:: EXTRACTED TEXT ::
----
Personal information
- Born: March 16, 1985 (age 41) College Station, Texas, U.S.
- Listed height: 6 ft 3 in (1.91 m)
- Listed weight: 240 lb (109 kg)

Career information
- High school: A&M Consolidated (College Station)
- College: BYU
- NFL draft: 2009: undrafted

Career history
- Oakland Raiders (2009); Houston Texans (2010); St. Louis Rams (2010); Miami Dolphins (2011)*; St. Louis Rams (2011); Carolina Panthers (2012)*;
- * Offseason or practice squad member only

Awards and highlights
- Second-team All-MW (2008);

Career NFL statistics
- Total tackles: 16
- Forced fumbles: 1
- Stats at Pro Football Reference

= David Nixon (American football) =

American football player (born 1985)

David Nixon (born March 16, 1985) is an American former professional football player who was a linebacker in the National Football League (NFL). He signed with the Oakland Raiders as an undrafted free agent in 2009. He played college football for the BYU Cougars.
----
:: SUPPLIED MATERIAL ::

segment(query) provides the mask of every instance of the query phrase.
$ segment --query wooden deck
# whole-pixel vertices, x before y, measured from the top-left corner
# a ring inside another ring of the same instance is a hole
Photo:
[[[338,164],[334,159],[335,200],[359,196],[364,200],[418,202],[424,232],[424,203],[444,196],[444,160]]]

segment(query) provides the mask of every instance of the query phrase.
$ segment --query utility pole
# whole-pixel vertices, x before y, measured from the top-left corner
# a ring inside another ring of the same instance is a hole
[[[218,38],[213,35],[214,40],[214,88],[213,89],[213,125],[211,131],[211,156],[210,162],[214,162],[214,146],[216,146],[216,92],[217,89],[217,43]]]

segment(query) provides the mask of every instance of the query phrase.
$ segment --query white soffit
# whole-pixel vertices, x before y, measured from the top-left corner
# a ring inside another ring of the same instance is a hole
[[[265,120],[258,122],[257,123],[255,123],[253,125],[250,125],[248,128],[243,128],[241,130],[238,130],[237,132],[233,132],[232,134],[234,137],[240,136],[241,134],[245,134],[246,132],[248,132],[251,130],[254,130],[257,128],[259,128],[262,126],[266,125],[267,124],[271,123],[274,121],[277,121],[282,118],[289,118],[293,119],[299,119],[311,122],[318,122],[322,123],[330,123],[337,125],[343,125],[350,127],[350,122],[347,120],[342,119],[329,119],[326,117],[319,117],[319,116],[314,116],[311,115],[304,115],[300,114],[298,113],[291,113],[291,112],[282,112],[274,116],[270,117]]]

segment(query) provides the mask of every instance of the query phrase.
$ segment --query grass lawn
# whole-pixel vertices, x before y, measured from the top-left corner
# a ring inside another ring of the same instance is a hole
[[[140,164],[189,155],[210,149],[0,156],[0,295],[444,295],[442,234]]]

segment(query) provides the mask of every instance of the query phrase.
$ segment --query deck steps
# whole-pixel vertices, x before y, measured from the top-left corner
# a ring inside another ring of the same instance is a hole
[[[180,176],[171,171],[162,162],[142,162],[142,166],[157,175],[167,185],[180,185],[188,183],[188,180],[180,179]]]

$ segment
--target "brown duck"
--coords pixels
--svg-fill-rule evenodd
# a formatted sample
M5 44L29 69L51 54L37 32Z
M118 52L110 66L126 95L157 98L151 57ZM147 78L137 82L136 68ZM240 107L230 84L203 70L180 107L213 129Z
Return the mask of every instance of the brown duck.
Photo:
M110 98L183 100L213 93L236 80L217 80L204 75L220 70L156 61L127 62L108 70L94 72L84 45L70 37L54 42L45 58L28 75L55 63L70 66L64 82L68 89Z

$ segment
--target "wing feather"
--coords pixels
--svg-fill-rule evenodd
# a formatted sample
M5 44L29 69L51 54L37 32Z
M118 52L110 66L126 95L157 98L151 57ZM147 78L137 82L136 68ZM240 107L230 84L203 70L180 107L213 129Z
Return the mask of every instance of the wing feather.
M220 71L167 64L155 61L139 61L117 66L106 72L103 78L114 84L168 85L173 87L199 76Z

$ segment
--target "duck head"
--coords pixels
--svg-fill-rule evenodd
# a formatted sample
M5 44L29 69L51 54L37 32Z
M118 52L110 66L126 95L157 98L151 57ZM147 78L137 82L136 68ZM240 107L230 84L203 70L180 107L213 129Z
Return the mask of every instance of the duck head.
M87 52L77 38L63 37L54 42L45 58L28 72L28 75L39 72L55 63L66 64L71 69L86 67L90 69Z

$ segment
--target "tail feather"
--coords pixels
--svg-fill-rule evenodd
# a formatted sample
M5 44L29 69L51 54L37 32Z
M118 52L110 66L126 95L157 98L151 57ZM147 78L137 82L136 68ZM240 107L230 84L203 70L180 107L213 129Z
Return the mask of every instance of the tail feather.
----
:: USING THE INFORMATION ::
a) According to the David Nixon article, which NFL team signed him as an undrafted free agent in 2009?
b) Write the next part of the David Nixon article, picking up after its final sentence.

:: ANSWERS ::
a) The Oakland Raiders

b)
He also played for the Houston Texans and St. Louis Rams.

==College career==
Nixon attended Brigham Young University and was an All-Mountain West Conference second-team selection his senior season. During his final season as a team captain Nixon set a new Mountain West Conference record with his 43 career tackles for loss and finished the season second on the team in tackles with 90. During his career with the Cougars Nixon tallied 275 tackles.

==Professional career==

===Oakland Raiders===
Immediately following the draft Nixon signed as a rookie free agent with the Raiders. Following training camp Nixon was signed to the Raiders practice squad on September 6, 2009. On November 21, 2009, Nixon was promoted to the active roster and appeared in 3 regular season games. Nixon participated in the Raiders 2010 training camp but was placed on waivers on September 4, 2010.

===Houston Texans===
Nixon was claimed on waivers by the Texans and played 3 regular season games notching 10 tackles. The Texans waived Nixon on October 19, 2010.

===St. Louis Rams===
Nixon was signed to the Rams practice squad joining fellow BYU linebacker Bryan Kehl on the Rams roster. Nixon was signed to the Rams active roster on December 7, 2010. Nixon was waived on August 6, 2011.

===Miami Dolphins===
On August 9, 2011, Nixon signed with the Miami Dolphins. Nixon was cut during final cuts prior to the regular season.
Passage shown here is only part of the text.